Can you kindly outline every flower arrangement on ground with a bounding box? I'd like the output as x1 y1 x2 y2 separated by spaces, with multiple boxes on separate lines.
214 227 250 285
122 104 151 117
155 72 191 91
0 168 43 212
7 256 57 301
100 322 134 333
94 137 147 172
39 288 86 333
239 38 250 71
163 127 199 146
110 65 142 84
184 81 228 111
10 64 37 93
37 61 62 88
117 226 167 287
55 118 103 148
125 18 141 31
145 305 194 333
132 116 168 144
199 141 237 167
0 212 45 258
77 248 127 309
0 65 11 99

###

The response should consist of all the entries, set down exactly.

» **RESPONSE TO THIS EXERCISE**:
Can you kindly outline every flower arrangement on ground with a bounding box? I'd like the output as x1 y1 x2 y2 separated by spaces, with multiple boxes on separate lines.
214 227 250 285
122 104 151 117
155 72 191 91
0 168 43 212
7 256 57 301
100 322 134 333
94 137 147 172
39 288 86 333
239 38 250 71
163 127 199 146
110 65 142 84
184 81 228 111
10 64 37 93
37 61 62 88
117 226 167 287
55 118 103 148
125 18 141 31
145 305 194 333
132 116 168 144
199 141 237 167
0 212 45 258
77 248 127 309
0 65 11 99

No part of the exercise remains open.